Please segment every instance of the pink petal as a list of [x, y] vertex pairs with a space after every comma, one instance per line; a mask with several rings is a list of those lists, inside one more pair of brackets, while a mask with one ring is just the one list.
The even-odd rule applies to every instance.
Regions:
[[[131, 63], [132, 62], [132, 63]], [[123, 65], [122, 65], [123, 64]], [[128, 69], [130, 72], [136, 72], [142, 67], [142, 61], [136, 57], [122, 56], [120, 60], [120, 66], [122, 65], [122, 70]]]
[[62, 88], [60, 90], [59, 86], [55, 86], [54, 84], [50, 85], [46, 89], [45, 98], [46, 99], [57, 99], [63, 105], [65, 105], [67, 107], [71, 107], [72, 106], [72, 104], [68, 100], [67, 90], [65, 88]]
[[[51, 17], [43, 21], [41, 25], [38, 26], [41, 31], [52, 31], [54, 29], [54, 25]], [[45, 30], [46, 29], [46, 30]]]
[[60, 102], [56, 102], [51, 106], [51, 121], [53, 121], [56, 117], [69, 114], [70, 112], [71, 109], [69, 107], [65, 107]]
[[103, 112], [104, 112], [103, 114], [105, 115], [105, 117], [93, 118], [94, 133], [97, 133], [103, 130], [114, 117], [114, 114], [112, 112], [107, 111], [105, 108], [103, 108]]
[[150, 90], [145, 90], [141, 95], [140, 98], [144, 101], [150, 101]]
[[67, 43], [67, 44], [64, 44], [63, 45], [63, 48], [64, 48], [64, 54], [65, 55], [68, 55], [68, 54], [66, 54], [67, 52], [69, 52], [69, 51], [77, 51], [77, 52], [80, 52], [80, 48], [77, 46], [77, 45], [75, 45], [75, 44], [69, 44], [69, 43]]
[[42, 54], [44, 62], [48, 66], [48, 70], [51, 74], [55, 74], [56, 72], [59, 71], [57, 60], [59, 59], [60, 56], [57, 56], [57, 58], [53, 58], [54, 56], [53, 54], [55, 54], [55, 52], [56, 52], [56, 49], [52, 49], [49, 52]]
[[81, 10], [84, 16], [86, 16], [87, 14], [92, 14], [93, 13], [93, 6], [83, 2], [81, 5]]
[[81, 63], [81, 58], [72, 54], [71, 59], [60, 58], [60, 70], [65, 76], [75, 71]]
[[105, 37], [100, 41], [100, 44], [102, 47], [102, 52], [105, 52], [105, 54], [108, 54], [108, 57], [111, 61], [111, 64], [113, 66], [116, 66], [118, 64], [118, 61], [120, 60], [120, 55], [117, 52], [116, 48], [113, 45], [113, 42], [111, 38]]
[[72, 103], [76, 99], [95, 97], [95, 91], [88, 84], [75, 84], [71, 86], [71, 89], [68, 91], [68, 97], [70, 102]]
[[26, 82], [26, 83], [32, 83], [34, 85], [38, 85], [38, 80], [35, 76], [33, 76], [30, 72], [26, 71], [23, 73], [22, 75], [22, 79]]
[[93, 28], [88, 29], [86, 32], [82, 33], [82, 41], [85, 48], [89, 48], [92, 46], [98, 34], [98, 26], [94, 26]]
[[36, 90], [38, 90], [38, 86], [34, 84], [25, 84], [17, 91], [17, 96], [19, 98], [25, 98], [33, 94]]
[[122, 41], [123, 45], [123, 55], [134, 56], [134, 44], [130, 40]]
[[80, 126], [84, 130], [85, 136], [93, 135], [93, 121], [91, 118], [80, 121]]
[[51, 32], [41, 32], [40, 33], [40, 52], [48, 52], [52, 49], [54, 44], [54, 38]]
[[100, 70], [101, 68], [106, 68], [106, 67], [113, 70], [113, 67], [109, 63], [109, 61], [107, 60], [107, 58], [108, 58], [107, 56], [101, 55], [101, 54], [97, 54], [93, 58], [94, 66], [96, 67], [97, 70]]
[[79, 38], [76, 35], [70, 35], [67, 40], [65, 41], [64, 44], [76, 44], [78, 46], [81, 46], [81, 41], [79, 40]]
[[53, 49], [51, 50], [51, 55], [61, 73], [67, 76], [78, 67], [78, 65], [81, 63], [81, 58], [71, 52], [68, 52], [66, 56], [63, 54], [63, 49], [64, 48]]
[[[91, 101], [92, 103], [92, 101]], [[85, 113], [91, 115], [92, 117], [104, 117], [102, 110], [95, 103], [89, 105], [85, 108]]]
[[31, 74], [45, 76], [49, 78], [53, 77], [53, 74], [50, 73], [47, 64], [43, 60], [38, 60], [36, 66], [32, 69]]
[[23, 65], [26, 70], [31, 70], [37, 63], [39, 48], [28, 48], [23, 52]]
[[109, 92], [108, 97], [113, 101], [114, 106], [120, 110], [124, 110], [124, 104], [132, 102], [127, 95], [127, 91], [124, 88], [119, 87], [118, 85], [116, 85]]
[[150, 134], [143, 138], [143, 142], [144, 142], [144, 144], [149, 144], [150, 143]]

——————

WHAT THE EXERCISE ASKS = Down to the final line, the data above must be copied exactly.

TASK RESULT =
Please segment every instance of the pink petal as a list of [x, y] vertex pairs with a space after every comma, one instance per line; a mask with several rings is a list of those lists, inside one more pair of brackets, while a mask with one ring is just the one list.
The even-odd rule applies to every instance.
Regions:
[[[131, 63], [132, 62], [132, 63]], [[123, 65], [122, 65], [123, 64]], [[128, 69], [130, 72], [136, 72], [142, 67], [142, 61], [136, 57], [122, 56], [120, 60], [120, 66], [122, 65], [122, 70]]]
[[62, 88], [60, 90], [59, 86], [55, 86], [54, 84], [50, 85], [46, 89], [45, 98], [46, 99], [57, 99], [63, 105], [65, 105], [67, 107], [71, 107], [72, 106], [72, 104], [68, 100], [67, 90], [65, 88]]
[[[51, 17], [43, 21], [41, 25], [38, 26], [41, 31], [52, 31], [54, 29], [54, 25]], [[45, 30], [46, 29], [46, 30]]]
[[60, 102], [56, 102], [51, 106], [51, 121], [53, 121], [56, 117], [69, 114], [70, 112], [71, 109], [69, 107], [65, 107]]
[[103, 112], [104, 112], [103, 114], [105, 115], [105, 117], [93, 118], [94, 133], [97, 133], [103, 130], [114, 117], [114, 114], [112, 112], [107, 111], [105, 108], [103, 108]]
[[150, 90], [145, 90], [141, 95], [140, 98], [144, 101], [150, 101]]
[[67, 43], [67, 44], [64, 44], [63, 45], [63, 48], [64, 48], [64, 54], [65, 55], [68, 55], [68, 54], [66, 54], [67, 52], [69, 52], [69, 51], [77, 51], [77, 52], [80, 52], [80, 48], [77, 46], [77, 45], [75, 45], [75, 44], [69, 44], [69, 43]]
[[42, 54], [44, 62], [48, 66], [48, 70], [51, 74], [55, 74], [56, 72], [59, 71], [57, 60], [59, 59], [60, 56], [57, 56], [57, 58], [53, 58], [54, 56], [53, 54], [55, 54], [55, 52], [56, 52], [56, 49], [52, 49], [49, 52]]
[[81, 10], [84, 16], [86, 16], [87, 14], [92, 14], [93, 13], [93, 6], [83, 2], [81, 5]]
[[81, 63], [81, 58], [72, 54], [71, 59], [60, 58], [60, 70], [65, 76], [75, 71]]
[[105, 37], [100, 41], [100, 44], [102, 47], [102, 52], [105, 52], [105, 54], [108, 54], [108, 57], [111, 61], [111, 64], [113, 66], [116, 66], [118, 64], [118, 61], [120, 60], [120, 55], [117, 52], [116, 48], [113, 45], [113, 42], [111, 38]]
[[72, 103], [76, 99], [95, 97], [95, 91], [88, 84], [75, 84], [71, 86], [71, 89], [68, 91], [68, 97], [70, 102]]
[[26, 82], [26, 83], [32, 83], [34, 85], [38, 85], [38, 80], [35, 76], [33, 76], [30, 72], [26, 71], [23, 73], [22, 75], [22, 79]]
[[93, 28], [88, 29], [86, 32], [82, 33], [82, 41], [85, 48], [89, 48], [92, 46], [98, 34], [98, 26], [94, 26]]
[[36, 90], [38, 90], [38, 86], [34, 84], [25, 84], [17, 91], [17, 96], [19, 98], [25, 98], [33, 94]]
[[122, 41], [123, 45], [123, 55], [134, 56], [134, 44], [130, 40]]
[[80, 126], [84, 130], [85, 136], [93, 135], [93, 121], [91, 118], [80, 121]]
[[51, 32], [41, 32], [40, 33], [40, 52], [48, 52], [52, 49], [54, 44], [54, 38]]
[[100, 70], [101, 68], [106, 68], [106, 67], [113, 70], [113, 67], [109, 63], [109, 61], [107, 60], [107, 58], [108, 58], [107, 56], [101, 55], [101, 54], [97, 54], [93, 58], [94, 66], [96, 67], [97, 70]]
[[79, 38], [76, 35], [70, 35], [67, 40], [65, 41], [64, 44], [76, 44], [78, 46], [81, 46], [81, 41], [79, 40]]
[[53, 49], [51, 50], [51, 55], [61, 73], [67, 76], [78, 67], [78, 65], [81, 63], [81, 58], [71, 52], [68, 52], [66, 56], [63, 54], [63, 49], [64, 48]]
[[[91, 101], [92, 103], [92, 101]], [[85, 113], [91, 115], [92, 117], [104, 117], [102, 110], [95, 103], [89, 105], [85, 108]]]
[[31, 74], [45, 76], [49, 78], [53, 77], [53, 74], [50, 73], [47, 64], [43, 60], [38, 60], [36, 66], [32, 69]]
[[23, 65], [26, 70], [31, 70], [37, 63], [39, 48], [28, 48], [23, 52]]
[[109, 92], [108, 97], [113, 101], [114, 106], [120, 110], [124, 110], [124, 104], [132, 102], [127, 95], [127, 91], [124, 88], [119, 87], [118, 85], [116, 85]]
[[150, 134], [143, 138], [143, 142], [144, 142], [144, 144], [149, 144], [150, 143]]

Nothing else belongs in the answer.